[RECORDS FOR PROCESSING Boundary: Start]

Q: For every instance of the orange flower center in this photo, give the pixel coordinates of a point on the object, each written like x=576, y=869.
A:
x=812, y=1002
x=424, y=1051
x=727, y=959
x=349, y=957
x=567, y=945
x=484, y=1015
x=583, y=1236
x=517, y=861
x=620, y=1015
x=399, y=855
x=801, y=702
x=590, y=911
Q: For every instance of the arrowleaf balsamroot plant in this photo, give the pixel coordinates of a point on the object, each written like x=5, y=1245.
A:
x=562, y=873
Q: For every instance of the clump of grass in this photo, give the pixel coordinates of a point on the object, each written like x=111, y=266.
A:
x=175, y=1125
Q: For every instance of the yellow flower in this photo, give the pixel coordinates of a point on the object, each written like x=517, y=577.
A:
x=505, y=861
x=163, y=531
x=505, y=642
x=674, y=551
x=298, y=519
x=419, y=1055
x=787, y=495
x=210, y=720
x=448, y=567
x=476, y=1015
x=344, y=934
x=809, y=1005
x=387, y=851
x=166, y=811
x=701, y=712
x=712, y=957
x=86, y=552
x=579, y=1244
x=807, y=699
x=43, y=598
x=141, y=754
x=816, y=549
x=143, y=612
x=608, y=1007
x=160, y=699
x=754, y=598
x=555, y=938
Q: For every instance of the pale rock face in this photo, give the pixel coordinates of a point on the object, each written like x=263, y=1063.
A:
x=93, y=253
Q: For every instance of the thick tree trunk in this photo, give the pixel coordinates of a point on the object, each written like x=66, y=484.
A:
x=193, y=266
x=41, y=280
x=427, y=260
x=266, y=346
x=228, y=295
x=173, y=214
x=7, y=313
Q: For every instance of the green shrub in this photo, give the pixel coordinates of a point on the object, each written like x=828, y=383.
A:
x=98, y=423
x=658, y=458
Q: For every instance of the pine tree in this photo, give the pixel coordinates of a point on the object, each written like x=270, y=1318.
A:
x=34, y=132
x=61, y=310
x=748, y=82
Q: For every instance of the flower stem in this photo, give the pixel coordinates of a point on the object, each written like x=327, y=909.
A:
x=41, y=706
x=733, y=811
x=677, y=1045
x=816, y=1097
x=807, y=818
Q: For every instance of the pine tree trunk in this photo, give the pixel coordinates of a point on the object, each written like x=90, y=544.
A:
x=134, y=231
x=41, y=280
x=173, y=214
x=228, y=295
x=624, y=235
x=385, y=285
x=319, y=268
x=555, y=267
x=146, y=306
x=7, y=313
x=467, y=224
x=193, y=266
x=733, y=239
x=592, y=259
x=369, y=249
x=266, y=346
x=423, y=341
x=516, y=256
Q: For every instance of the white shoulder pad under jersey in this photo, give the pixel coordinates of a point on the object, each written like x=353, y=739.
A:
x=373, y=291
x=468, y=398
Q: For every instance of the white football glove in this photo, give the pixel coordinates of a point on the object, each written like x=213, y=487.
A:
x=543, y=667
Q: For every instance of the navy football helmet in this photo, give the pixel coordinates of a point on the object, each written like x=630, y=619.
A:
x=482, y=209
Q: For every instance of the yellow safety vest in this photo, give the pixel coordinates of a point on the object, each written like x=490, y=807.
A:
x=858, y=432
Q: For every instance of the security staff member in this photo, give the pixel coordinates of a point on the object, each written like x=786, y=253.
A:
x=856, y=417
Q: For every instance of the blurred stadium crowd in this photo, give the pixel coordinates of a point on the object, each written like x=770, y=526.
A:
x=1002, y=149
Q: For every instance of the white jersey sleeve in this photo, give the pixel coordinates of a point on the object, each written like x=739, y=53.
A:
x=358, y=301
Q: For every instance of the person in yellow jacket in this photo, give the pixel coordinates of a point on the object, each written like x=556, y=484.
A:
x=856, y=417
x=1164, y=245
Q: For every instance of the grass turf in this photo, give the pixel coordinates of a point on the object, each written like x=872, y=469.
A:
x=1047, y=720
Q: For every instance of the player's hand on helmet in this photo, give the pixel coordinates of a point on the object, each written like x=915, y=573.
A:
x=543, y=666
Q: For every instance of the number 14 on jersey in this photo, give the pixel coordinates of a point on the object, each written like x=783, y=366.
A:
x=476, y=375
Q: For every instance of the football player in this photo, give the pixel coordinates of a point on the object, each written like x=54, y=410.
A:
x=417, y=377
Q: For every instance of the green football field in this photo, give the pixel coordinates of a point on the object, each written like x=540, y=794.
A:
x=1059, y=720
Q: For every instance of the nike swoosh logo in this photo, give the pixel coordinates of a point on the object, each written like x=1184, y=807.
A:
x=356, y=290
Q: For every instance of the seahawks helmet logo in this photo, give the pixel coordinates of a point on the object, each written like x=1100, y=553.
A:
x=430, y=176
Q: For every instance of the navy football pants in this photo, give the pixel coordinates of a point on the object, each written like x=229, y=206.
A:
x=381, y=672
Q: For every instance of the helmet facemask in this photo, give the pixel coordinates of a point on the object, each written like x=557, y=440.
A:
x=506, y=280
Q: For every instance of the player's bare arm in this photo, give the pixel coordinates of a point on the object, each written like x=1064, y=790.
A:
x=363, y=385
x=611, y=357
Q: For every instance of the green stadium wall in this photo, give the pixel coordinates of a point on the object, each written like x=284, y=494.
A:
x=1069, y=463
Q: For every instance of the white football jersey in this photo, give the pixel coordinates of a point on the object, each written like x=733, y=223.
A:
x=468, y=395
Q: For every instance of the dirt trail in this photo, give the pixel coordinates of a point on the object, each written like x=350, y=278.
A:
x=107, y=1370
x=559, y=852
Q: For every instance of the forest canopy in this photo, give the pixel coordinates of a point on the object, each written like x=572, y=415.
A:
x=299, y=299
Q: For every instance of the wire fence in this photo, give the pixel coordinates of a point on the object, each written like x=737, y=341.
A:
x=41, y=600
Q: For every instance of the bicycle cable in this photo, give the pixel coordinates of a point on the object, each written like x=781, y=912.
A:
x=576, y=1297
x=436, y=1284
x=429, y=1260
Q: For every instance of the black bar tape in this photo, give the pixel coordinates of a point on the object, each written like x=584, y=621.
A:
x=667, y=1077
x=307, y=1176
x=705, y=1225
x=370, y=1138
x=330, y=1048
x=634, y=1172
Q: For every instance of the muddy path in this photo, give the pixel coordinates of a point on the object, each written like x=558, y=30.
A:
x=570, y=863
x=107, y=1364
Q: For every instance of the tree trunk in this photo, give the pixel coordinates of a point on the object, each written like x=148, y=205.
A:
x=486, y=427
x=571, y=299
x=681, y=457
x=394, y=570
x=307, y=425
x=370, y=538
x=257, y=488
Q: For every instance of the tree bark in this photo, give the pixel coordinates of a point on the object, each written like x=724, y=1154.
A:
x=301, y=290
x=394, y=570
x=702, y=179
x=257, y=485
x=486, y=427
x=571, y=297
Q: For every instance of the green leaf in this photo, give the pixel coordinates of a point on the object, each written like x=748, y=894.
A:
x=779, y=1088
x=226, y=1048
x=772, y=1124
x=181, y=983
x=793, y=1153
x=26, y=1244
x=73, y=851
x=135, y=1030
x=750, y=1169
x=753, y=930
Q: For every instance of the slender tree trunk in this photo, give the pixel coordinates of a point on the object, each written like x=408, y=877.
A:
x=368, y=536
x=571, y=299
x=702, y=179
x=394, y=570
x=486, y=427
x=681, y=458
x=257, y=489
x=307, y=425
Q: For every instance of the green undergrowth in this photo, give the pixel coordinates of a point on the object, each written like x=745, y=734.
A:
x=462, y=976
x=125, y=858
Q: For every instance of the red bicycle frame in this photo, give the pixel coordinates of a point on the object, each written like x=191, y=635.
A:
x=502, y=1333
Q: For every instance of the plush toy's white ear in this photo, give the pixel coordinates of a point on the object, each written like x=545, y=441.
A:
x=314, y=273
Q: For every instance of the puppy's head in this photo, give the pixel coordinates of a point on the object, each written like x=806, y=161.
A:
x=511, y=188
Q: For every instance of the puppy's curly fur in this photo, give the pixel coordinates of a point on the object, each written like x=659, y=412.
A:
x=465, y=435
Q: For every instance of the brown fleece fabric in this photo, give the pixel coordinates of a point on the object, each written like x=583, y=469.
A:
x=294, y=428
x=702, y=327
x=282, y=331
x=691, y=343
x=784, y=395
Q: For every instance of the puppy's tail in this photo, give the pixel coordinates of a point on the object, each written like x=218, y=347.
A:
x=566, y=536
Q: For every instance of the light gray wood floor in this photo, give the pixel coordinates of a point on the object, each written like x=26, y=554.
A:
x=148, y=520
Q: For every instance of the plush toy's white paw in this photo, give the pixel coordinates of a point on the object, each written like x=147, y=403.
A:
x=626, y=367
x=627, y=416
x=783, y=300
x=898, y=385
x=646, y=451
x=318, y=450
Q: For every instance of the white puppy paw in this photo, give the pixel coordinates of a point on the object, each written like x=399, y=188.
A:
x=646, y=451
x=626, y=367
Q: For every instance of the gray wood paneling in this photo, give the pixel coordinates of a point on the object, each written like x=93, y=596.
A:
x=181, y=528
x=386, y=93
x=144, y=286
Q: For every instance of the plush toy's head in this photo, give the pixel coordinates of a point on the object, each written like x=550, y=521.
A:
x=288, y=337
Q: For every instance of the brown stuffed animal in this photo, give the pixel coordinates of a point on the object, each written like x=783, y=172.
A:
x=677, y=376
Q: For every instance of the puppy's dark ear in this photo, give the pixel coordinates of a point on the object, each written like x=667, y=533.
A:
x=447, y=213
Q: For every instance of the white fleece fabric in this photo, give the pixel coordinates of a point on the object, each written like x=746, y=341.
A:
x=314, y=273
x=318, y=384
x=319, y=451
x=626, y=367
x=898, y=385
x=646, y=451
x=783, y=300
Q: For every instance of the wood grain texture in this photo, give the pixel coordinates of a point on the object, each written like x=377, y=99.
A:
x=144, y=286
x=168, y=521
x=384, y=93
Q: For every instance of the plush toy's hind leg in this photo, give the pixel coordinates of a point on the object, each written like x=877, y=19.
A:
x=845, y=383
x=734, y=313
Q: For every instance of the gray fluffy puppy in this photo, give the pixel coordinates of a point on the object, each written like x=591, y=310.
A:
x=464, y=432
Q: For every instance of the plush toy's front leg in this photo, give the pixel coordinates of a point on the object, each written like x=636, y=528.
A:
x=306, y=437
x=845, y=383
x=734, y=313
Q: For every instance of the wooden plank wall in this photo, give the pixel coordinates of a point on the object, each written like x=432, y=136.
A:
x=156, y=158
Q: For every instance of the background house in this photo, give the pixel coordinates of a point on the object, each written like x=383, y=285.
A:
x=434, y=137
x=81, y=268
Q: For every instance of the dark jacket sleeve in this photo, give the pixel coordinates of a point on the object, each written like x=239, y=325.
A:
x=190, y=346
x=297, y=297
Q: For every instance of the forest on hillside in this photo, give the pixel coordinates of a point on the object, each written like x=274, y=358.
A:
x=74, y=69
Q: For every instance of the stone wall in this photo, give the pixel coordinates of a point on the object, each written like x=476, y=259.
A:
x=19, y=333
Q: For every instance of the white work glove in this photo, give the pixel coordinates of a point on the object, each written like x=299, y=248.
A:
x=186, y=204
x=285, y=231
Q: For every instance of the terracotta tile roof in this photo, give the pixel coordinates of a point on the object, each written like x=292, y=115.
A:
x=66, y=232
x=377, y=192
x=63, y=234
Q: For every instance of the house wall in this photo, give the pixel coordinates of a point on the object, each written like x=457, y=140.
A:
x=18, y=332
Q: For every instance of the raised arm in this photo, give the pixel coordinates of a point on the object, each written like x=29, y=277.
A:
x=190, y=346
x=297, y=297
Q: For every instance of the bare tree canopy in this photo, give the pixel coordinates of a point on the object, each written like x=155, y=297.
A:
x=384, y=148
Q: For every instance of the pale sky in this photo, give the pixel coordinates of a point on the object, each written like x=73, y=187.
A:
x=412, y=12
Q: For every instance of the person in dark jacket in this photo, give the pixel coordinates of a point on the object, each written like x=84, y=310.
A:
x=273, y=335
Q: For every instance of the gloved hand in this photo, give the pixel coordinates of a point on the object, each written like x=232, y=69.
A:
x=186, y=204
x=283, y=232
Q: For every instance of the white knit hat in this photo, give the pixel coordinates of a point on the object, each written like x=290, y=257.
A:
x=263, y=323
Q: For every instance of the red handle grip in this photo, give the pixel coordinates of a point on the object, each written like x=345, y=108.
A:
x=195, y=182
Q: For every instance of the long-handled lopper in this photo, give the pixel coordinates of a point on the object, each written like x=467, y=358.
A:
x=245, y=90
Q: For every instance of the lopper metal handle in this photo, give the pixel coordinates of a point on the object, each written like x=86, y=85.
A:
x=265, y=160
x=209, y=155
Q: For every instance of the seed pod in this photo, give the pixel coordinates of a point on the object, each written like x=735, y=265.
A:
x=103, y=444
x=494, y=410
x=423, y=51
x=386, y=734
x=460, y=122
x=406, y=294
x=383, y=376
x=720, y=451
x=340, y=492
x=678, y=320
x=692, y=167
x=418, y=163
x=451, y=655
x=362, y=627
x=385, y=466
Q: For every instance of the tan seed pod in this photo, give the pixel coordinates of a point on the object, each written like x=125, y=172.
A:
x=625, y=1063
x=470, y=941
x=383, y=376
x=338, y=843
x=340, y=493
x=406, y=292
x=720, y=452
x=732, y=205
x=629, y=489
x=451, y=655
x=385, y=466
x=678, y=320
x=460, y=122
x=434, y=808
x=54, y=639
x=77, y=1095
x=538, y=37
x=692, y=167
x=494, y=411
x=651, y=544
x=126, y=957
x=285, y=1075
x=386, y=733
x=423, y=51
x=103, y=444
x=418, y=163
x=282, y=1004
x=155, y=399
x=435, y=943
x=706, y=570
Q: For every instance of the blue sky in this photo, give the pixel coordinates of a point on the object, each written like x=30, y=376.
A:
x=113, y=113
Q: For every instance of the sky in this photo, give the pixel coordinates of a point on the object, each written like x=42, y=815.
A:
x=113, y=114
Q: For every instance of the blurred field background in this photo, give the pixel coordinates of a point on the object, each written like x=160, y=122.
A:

[RECORDS FOR PROCESSING Boundary: End]

WORK ITEM.
Check each line of the listing above for the string "forest", then report only how many lines have it.

COMPLETED TASK.
2